ENTRIES SHOWN:
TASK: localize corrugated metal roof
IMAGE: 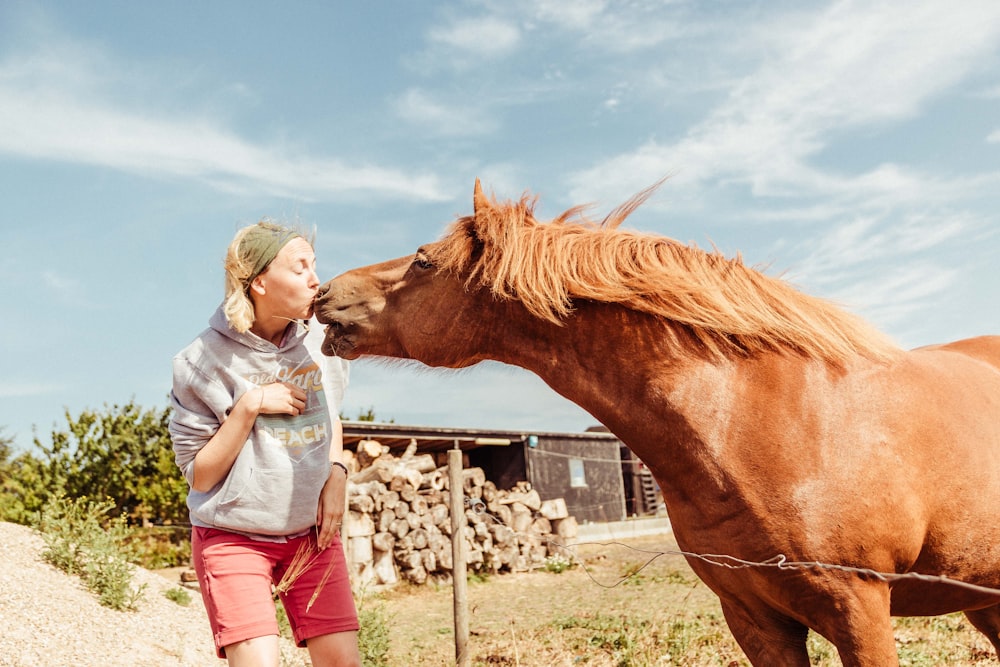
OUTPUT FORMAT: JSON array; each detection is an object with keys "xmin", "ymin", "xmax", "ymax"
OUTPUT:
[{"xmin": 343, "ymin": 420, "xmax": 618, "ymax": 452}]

--

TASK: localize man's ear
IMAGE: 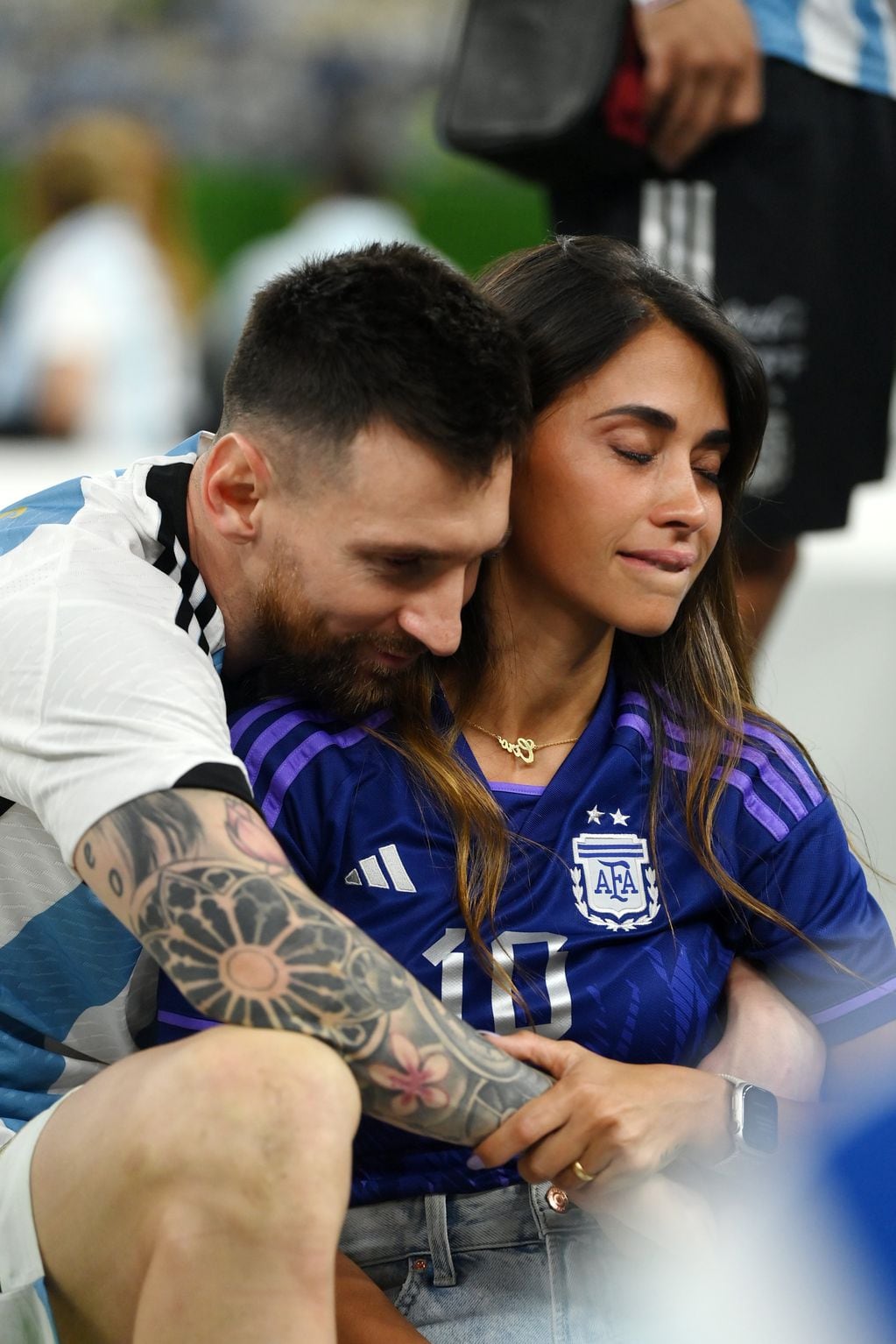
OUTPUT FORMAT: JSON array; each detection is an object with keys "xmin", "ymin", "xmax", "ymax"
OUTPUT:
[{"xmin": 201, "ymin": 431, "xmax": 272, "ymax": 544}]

DIRECTIONS FOR THIS TASK: Identify every line of the listing above that contains the word "localize", matching case exactly, and copy each of those lines in full.

OUTPUT BELOW:
TASK: localize corrugated metal roof
TASK: localize man's ear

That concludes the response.